Task goal — Lines before the one containing "Look at the photo above. For each instance of the man's" are left out; return that line and all lines after it, exactly, through the end of the records below.
= Beginning of Section =
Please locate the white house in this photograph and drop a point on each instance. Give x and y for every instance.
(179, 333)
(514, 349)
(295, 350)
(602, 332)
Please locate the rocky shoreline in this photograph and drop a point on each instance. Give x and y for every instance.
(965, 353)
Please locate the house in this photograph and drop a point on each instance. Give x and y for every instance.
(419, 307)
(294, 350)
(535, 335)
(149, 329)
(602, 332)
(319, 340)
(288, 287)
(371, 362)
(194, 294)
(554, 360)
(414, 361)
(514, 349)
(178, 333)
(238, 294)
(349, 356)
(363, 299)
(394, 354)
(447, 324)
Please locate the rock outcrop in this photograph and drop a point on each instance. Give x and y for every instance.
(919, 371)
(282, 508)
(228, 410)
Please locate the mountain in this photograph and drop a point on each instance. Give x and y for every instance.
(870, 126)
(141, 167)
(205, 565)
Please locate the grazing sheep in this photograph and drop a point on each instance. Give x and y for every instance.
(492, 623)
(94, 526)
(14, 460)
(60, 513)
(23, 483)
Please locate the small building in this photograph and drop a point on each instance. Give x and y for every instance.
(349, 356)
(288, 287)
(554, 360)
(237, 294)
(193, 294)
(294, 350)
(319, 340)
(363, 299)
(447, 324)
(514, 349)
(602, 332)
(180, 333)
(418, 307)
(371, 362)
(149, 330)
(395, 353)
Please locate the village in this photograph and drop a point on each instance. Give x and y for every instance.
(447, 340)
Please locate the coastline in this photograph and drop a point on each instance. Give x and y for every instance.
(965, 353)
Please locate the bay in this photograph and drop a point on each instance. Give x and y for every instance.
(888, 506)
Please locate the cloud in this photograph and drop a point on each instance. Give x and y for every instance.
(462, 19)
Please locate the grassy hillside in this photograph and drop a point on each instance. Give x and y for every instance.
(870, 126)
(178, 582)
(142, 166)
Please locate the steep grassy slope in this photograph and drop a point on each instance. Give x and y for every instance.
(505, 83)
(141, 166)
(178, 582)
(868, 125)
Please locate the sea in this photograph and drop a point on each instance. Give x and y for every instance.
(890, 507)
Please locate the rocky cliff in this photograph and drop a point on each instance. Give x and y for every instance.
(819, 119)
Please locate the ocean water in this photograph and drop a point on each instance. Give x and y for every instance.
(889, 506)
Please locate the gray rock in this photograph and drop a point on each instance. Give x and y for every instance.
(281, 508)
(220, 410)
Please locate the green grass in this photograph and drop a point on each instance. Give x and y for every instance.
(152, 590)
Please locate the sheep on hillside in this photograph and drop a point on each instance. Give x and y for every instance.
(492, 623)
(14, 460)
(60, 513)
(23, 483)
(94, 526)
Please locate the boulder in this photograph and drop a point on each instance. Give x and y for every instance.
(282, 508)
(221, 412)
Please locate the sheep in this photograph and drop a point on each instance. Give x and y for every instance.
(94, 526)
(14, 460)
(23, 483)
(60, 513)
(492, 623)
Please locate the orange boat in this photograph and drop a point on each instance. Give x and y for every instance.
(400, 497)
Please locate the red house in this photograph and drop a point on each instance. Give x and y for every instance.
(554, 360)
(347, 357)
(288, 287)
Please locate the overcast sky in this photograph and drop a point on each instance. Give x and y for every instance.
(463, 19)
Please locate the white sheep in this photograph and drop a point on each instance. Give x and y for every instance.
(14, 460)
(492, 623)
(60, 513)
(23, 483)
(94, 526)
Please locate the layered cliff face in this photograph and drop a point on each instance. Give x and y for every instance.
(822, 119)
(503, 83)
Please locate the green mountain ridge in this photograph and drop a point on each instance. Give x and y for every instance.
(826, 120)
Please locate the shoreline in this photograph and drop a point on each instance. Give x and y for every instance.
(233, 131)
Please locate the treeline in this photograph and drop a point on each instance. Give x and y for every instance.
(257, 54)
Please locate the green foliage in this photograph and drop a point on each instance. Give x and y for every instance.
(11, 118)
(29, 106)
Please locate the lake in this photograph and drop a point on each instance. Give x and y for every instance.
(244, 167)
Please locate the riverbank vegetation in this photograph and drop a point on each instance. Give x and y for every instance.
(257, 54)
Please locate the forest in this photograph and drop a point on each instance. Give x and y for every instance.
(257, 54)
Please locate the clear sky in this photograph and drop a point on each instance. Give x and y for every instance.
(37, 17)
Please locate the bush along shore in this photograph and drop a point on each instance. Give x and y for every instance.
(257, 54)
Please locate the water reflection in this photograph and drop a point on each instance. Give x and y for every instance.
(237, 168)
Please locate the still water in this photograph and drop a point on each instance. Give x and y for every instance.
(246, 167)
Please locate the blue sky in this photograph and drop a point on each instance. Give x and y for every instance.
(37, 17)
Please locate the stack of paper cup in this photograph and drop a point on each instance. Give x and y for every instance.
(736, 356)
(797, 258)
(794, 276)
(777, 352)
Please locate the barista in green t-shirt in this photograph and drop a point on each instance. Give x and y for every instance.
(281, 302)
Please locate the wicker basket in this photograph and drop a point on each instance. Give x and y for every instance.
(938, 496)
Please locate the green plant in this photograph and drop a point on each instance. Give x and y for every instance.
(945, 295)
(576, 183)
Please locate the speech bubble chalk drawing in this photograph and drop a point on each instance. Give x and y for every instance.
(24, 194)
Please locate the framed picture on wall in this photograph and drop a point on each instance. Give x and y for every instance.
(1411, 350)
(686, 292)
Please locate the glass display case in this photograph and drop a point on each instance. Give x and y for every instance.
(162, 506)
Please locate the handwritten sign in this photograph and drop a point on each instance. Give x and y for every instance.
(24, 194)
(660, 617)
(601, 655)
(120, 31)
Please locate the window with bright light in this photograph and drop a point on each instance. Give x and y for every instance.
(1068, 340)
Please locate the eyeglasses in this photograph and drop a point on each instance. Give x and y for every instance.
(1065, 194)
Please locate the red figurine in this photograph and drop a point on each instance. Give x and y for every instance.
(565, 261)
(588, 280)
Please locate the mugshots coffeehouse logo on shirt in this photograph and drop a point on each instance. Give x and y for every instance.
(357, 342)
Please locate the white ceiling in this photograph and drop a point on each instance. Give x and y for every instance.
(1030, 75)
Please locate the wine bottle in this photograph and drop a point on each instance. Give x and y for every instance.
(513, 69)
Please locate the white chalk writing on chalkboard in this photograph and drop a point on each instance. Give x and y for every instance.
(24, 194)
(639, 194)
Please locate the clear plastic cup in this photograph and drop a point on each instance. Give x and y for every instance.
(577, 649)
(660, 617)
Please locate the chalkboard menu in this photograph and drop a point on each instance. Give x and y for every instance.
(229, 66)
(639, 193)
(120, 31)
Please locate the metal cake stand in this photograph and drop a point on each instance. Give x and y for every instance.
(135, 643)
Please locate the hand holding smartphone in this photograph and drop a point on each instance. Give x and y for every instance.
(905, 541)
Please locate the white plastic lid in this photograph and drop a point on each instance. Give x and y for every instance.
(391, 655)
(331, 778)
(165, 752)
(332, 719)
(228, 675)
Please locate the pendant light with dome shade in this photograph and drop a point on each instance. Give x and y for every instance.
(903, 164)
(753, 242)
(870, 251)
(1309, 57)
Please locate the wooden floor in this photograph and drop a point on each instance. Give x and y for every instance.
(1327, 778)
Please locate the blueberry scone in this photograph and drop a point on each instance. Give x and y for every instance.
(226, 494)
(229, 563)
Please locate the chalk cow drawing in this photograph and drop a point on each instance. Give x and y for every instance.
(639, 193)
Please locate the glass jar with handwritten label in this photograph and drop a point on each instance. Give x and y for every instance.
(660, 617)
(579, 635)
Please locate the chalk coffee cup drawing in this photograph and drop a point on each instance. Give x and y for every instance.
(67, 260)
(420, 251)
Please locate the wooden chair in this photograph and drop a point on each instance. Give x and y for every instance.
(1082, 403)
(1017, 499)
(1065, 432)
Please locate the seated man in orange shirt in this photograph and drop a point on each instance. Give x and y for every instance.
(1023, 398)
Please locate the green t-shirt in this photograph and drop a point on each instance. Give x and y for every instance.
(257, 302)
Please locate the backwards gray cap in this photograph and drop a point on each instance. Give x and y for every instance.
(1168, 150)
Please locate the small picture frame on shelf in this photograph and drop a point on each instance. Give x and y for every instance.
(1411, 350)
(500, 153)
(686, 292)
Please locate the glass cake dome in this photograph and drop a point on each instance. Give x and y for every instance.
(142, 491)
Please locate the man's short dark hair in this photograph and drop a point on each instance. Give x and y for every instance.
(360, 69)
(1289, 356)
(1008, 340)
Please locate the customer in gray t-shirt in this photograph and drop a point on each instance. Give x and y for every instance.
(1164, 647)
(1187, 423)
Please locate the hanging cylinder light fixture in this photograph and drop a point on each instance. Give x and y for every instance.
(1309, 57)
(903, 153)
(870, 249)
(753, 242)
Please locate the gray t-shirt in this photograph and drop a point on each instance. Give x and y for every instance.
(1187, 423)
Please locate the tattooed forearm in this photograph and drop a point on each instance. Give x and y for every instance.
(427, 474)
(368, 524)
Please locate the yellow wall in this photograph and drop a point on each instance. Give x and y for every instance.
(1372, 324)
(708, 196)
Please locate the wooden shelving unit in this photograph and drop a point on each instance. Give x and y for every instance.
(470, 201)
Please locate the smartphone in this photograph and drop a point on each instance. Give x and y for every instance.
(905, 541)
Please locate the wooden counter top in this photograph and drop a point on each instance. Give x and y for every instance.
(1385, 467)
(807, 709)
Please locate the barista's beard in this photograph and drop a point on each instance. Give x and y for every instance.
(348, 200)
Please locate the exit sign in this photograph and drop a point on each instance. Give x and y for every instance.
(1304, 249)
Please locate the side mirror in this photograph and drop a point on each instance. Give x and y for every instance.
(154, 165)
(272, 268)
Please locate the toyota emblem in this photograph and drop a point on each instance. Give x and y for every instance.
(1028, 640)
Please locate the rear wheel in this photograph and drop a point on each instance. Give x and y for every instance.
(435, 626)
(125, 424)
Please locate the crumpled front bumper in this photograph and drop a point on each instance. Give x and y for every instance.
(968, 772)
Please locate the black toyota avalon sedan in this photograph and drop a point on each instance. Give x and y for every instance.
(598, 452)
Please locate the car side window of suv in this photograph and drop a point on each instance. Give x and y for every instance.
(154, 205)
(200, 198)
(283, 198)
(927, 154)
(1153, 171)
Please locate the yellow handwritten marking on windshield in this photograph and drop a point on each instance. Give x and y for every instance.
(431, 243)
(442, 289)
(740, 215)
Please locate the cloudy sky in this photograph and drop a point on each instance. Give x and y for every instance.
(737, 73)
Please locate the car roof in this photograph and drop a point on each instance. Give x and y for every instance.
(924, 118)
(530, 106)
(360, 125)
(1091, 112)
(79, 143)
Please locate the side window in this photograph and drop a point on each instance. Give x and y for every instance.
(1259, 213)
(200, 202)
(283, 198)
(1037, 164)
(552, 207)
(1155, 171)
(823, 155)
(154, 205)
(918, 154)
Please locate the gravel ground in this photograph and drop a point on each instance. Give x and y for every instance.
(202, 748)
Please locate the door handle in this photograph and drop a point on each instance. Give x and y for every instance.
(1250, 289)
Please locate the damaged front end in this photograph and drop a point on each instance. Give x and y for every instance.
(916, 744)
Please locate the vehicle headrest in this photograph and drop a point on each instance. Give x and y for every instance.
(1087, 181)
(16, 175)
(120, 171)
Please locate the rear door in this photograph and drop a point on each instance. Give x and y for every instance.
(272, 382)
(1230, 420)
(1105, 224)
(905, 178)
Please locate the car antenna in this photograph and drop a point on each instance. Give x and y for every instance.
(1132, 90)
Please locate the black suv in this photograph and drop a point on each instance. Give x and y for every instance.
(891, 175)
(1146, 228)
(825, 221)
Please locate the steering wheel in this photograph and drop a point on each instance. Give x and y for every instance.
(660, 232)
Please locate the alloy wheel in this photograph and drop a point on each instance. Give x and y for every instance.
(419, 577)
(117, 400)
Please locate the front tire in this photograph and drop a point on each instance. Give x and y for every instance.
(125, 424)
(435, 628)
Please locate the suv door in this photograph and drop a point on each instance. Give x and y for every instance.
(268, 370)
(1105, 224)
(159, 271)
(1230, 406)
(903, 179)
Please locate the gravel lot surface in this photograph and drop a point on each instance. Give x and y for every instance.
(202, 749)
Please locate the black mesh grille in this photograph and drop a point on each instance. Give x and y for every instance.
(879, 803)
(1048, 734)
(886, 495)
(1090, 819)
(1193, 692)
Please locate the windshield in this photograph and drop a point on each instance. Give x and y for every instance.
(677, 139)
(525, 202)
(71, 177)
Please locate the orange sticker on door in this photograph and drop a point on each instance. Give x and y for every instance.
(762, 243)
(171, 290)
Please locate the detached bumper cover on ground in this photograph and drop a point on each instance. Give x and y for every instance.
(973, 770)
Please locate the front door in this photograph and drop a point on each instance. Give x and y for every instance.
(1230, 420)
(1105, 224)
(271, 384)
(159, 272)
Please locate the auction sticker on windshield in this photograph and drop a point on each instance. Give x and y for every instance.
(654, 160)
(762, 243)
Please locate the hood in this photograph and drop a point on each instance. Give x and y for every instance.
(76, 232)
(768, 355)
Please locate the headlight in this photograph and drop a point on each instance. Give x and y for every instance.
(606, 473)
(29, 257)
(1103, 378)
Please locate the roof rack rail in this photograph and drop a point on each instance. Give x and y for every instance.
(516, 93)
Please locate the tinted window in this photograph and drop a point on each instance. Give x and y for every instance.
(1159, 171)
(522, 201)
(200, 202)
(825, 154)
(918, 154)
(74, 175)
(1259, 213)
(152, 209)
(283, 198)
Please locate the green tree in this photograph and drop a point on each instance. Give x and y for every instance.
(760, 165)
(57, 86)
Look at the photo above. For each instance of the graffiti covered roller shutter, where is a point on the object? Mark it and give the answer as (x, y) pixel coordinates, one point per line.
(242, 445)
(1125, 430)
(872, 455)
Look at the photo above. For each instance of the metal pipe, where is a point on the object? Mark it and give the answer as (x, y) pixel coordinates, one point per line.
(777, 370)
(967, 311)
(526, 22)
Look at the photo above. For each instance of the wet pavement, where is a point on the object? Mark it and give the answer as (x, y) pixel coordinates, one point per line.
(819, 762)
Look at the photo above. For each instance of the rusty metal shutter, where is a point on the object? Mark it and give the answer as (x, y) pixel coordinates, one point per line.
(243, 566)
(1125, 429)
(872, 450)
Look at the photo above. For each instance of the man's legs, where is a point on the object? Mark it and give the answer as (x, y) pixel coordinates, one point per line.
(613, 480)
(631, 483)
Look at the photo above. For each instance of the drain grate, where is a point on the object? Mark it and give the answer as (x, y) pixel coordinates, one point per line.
= End of Section =
Answer —
Look at the photo above. For each instance of the man's legs, where is a point on the object? Mark it and give the answer as (x, y) pixel coordinates, one point per line.
(613, 480)
(631, 483)
Look at the photo above. For each instance of the drain grate, where is a point on the object? Mark it and give the answer as (x, y) pixel coordinates, one point per line.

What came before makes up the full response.